──────── DATASET RECORDS

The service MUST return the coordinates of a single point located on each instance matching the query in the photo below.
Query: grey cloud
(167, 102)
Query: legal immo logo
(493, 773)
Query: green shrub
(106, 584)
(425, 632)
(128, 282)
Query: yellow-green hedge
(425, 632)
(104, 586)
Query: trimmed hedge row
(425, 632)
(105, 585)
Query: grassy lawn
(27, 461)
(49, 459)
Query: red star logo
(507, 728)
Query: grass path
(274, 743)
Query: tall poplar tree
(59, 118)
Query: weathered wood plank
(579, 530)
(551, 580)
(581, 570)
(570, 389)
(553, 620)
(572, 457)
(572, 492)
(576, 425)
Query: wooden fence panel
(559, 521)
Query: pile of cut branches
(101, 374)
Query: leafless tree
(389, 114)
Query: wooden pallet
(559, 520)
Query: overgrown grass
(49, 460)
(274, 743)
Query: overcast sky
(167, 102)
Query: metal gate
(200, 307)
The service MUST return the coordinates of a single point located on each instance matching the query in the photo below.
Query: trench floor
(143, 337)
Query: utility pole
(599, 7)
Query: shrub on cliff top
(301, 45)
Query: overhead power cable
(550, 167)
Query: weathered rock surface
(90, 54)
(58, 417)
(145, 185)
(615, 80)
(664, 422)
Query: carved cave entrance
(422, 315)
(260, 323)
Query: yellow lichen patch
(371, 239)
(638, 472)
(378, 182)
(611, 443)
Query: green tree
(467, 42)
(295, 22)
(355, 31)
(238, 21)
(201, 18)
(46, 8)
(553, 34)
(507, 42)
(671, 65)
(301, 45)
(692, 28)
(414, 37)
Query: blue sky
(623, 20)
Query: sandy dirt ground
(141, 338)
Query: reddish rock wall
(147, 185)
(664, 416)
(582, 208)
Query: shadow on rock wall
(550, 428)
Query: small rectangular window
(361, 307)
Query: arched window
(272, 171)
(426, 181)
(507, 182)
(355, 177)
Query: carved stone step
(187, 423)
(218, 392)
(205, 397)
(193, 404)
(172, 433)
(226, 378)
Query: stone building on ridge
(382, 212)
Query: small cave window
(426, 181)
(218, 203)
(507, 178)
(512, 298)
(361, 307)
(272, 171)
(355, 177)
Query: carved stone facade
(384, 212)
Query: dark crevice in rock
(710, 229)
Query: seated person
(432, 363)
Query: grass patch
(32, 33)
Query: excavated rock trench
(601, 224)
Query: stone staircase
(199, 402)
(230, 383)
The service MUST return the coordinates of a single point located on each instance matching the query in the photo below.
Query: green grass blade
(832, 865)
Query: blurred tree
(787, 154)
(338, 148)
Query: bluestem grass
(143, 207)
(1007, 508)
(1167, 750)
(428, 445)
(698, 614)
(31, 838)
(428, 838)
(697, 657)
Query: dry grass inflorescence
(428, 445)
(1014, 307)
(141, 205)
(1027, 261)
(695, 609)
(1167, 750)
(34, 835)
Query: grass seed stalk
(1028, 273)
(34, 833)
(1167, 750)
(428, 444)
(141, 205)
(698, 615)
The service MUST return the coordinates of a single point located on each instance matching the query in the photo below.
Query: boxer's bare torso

────────────────

- [DESCRIPTION OF THE TASK] Rewrite the records from the line containing "Query: small cave window" up to and including the last line of the records, putting "flower head" in place of "inflorescence". Keep everything else as it stands.

- [OUTPUT FOR THIS EXERCISE]
Query: small cave window
(426, 181)
(218, 203)
(507, 178)
(512, 298)
(361, 307)
(272, 171)
(355, 177)
Query: carved stone facade
(384, 212)
Query: dark crevice in rock
(710, 229)
Query: seated person
(432, 363)
Query: grass patch
(32, 33)
Query: excavated rock trench
(601, 224)
Query: stone staircase
(199, 402)
(230, 383)
The service MUST return the coordinates of a single point located on each instance matching the query in the photo below.
Query: green grass blade
(832, 865)
Query: blurred tree
(787, 154)
(338, 148)
Query: bluestem grass
(143, 207)
(1007, 508)
(1167, 750)
(428, 445)
(698, 614)
(31, 838)
(428, 838)
(697, 657)
Query: dry grass flower head
(428, 445)
(1014, 307)
(141, 205)
(1027, 261)
(695, 609)
(1167, 750)
(34, 835)
Query: grass seed stalk
(1028, 273)
(34, 833)
(1167, 750)
(428, 444)
(141, 205)
(698, 615)
The service MUST return the coordinates of a single point located on each instance matching the query in the photo below.
Query: boxer's bare torso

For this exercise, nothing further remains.